Talimat 1:
Aşağıdaki kayıtlardan önce gelen efendi ve köle ahlakı üzerine olan metinde "Fakat çevremize baktığımızda" ile "algısını ortaya çıkarır." arasındaki bölümü, iki uç da dahil olmak üzere, hiç değiştirmeden kopyalayın.

------------

Fakat çevremize baktığımızda bazı insanların bu güç arzusunu
bastırdığını görebiliriz. Nietszche özellikle dindar insanların dünyevi
arzuları bastırmasına, bunun sonucunda güç arzusundan kendilerini
uzaklaştırmasına dikkat çeker. Ve bir tarafta güç arzusunu tatmin eden
insanların olması diğer tarafta da güç arzusunu bastıran insanların olması iki
farklı ahlak algısını ortaya çıkarır.
Nietszche bunları “Efendi ve Köle Ahlakı” olarak tanımlar.

------------

Talimat 2:
Kayıtlarda "Should you be willing to segment every instance of the house" ifadesini içeren satır ile "M155 42L149 45L142" ifadesini içeren satır arasındaki satırları, her ikisi de dahil, "house finch" yerine "sparrow" koyarak ve geri kalan her şeyi olduğu gibi bırakarak yeniden yazın; yalnızca bu satırları verin.

------------

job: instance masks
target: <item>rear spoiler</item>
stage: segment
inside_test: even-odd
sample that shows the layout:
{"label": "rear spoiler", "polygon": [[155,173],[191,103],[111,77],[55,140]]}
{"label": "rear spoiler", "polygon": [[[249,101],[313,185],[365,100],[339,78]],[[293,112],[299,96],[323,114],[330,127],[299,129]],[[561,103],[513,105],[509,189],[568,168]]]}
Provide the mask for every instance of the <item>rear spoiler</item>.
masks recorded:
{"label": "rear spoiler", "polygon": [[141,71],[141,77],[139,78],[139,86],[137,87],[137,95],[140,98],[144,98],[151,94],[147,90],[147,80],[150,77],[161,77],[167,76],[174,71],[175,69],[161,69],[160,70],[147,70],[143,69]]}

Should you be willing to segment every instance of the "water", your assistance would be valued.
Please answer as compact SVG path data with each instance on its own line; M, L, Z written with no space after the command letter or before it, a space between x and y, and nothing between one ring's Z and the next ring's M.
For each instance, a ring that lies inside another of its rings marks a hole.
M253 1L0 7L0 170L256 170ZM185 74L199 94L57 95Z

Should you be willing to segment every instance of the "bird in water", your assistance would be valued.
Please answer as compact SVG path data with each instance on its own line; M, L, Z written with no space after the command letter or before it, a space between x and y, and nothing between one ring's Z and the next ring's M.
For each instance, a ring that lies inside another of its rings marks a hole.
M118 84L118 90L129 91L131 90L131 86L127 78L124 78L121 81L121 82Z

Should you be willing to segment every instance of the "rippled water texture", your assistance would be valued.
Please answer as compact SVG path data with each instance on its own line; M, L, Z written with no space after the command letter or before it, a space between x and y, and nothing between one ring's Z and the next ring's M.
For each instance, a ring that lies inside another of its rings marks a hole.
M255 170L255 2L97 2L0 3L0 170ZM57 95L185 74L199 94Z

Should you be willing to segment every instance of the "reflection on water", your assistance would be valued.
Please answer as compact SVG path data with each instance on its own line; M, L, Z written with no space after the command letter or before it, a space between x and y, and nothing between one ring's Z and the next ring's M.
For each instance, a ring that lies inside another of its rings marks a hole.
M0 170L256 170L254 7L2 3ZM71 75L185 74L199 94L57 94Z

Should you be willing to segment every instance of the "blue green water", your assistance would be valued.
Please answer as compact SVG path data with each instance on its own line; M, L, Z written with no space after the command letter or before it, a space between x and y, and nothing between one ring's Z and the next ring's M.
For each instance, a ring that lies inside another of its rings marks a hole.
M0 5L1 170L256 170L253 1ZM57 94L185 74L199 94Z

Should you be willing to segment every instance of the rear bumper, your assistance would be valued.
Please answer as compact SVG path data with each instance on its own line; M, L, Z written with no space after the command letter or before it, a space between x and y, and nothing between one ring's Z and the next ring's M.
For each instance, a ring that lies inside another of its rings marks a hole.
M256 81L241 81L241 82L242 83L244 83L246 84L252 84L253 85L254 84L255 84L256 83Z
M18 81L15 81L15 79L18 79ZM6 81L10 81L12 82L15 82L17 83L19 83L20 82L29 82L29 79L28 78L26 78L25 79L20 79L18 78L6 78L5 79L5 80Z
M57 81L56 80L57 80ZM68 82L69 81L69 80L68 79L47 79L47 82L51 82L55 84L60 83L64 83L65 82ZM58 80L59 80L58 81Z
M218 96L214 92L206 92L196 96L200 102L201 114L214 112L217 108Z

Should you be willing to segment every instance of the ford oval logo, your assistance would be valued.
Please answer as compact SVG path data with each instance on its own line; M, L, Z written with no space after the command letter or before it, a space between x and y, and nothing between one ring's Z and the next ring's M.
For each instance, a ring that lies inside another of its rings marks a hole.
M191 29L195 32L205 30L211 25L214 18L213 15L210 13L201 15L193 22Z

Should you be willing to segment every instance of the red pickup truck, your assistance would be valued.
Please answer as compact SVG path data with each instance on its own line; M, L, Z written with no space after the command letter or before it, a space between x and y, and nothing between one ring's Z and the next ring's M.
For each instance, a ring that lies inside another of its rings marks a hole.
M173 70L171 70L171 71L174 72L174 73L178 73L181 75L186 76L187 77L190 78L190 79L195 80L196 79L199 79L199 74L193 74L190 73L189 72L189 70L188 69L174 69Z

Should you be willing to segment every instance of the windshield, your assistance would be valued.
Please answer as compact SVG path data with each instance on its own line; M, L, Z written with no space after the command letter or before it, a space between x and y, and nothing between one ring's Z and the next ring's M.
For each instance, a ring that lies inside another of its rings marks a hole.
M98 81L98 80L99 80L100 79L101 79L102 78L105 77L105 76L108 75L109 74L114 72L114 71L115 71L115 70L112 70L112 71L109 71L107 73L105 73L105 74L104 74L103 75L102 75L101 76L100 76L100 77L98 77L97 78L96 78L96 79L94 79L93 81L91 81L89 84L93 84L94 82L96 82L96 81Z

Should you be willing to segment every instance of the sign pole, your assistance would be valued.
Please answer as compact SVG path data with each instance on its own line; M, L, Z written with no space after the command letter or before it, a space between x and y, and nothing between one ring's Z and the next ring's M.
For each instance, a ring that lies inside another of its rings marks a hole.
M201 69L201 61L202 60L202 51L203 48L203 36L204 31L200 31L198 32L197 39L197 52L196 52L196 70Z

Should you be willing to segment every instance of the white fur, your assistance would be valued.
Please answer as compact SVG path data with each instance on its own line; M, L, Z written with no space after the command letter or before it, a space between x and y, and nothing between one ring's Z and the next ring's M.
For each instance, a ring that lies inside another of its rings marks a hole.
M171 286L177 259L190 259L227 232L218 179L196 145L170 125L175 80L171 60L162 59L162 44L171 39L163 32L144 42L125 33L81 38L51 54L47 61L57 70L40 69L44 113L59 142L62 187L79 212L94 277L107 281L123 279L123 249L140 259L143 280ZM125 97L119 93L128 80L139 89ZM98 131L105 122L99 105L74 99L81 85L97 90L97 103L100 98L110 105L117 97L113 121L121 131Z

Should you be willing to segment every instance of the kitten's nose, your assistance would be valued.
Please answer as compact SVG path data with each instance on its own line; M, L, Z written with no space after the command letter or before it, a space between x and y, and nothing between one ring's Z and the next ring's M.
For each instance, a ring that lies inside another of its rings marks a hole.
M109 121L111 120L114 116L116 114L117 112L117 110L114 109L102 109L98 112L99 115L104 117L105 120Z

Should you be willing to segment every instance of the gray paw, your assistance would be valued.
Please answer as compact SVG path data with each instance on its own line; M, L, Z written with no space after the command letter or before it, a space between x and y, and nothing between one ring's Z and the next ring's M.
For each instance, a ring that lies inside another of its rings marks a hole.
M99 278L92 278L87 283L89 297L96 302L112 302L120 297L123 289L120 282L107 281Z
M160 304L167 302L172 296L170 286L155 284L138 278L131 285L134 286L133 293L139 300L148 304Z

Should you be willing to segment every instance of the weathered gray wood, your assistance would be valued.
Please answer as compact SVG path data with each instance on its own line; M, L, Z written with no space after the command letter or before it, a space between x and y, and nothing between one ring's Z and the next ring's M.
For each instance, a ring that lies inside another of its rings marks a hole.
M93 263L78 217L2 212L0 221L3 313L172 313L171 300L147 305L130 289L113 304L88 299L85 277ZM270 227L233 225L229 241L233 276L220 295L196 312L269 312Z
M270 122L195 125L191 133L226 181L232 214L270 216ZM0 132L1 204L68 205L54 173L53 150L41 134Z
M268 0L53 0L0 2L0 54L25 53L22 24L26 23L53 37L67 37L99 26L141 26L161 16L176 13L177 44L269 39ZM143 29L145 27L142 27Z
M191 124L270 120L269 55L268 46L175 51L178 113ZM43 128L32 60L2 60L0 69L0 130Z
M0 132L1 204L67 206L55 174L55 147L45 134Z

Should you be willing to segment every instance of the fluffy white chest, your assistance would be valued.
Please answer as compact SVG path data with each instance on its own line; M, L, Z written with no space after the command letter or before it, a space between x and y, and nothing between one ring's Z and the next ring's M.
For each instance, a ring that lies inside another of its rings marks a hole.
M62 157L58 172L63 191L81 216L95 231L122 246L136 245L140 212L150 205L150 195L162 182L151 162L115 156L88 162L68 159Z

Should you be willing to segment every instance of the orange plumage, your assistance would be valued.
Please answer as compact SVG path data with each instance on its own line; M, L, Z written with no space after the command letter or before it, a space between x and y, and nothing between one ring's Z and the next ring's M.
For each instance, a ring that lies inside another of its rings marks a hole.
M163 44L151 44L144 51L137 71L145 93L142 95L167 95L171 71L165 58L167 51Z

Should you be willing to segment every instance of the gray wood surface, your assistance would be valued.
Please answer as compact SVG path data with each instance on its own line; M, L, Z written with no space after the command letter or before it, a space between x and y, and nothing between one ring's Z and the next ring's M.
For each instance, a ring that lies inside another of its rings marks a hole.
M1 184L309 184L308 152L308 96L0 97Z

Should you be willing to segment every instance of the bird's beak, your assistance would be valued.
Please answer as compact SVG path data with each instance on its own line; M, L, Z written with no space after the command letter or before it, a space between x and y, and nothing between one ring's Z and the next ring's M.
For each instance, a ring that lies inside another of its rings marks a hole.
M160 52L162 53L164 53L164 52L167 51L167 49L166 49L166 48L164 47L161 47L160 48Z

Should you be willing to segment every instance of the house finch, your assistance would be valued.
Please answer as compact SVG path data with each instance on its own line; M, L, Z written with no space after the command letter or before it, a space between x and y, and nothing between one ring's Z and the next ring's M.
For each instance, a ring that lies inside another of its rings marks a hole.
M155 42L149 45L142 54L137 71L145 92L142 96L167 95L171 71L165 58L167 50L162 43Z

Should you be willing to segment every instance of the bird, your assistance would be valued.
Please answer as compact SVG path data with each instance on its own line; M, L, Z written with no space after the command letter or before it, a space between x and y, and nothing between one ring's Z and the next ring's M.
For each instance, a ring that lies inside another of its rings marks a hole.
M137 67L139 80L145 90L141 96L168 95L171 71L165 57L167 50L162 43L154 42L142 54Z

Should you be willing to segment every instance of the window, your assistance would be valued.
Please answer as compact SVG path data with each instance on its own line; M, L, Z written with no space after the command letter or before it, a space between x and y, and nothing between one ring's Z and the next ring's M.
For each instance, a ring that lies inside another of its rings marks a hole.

------------

Beklenen Çıktı 1:
Fakat çevremize baktığımızda bazı insanların bu güç arzusunu
bastırdığını görebiliriz. Nietszche özellikle dindar insanların dünyevi
arzuları bastırmasına, bunun sonucunda güç arzusundan kendilerini
uzaklaştırmasına dikkat çeker. Ve bir tarafta güç arzusunu tatmin eden
insanların olması diğer tarafta da güç arzusunu bastıran insanların olması iki
farklı ahlak algısını ortaya çıkarır.

Beklenen Çıktı 2:
Should you be willing to segment every instance of the sparrow, your assistance would be valued.
Please answer as compact SVG path data with each instance on its own line; M, L, Z written with no space after the command letter or before it, a space between x and y, and nothing between one ring's Z and the next ring's M.
For each instance, a ring that lies inside another of its rings marks a hole.
M155 42L149 45L142 54L137 71L145 92L142 96L167 95L171 71L165 58L167 50L162 43Z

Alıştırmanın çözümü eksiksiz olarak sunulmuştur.